将棋、スポーツ、テレビ等、日々感じること。発信というより放電に近い戯言。

「全然辛いです」(『旅サラダ』ゲストの旅より)

2024-10-19 09:56:49 | 日記
テレビをつけた直後、「全然辛いです」という言葉が聴こえた。
思わず、ガクッと!(ちなみに、福井弁ではこういう状態を強いられることを、「はぐしをくらう」と言う。私は「はぐしをかく」だと思っていた)

 「全然」は、あとに続く打消しの語や否定的な表現を強調する時に使われる言葉だ。「全然、知らない」「全然、英語を話せない」など。
調べてみると、日本語学においては容認されていないが、《俗語として、肯定の強調として「とても」「非常に」と同様な使い方で用いられる》らしい。
 私見だが、「全然、大丈夫」「全然、平気です」という言い回しがよく使われていて、そこから、《肯定的強調》としても使われるようになったのではと。
 これも、推測だが、上記の「全然、大丈夫」というのは、「辛くないか?」「痛くないか?」という問いを受けて、「全然(辛くないです)。大丈夫です」という意味で、「辛くない」を省略して言ったのが、定着したのではないだろうか。

 『旅サラダ』の「ゲストの旅」コーナーで、岐阜・大垣市~養老町の観光・グルメを中村ゆりさんが紹介する旅レポートで発せられた言葉。
 続けてコーナーを見たが、観光・グルメを的確に伝えていた。偶々、辛さが強かったので発してしまった言葉だろう。

 グルメや旅のレポートは、その場その場の即時の感想を表現しなければならないので、大変だと思う。
 日頃気になるのは、以前も書いたが、「すごい」の使われ方。
 「すごい」は、“甚だしい”、“程度が大きい”という意味の形容詞。時には、“表現できないほど素晴らしい”というような意味で、「すごい!」「すっごい!」とか単独で感嘆詞的に使われることも多い。
 また、形容詞なので後に続ける名詞を“素晴らしさ”や“甚だしさ”を強調する用法もある。用例:「すごい景色」「すごい人」。

### [提供データ]
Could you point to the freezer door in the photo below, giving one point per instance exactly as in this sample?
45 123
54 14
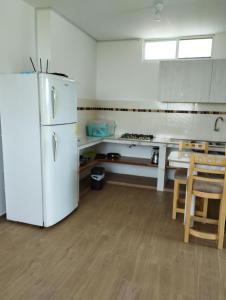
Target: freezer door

### [指示内容]
抜粋テキストによると、『旅サラダ』の「ゲストの旅」コーナーで中村ゆりさんが観光・グルメを紹介した地域はどこですか。

### [実行結果]
岐阜・大垣市~養老町です。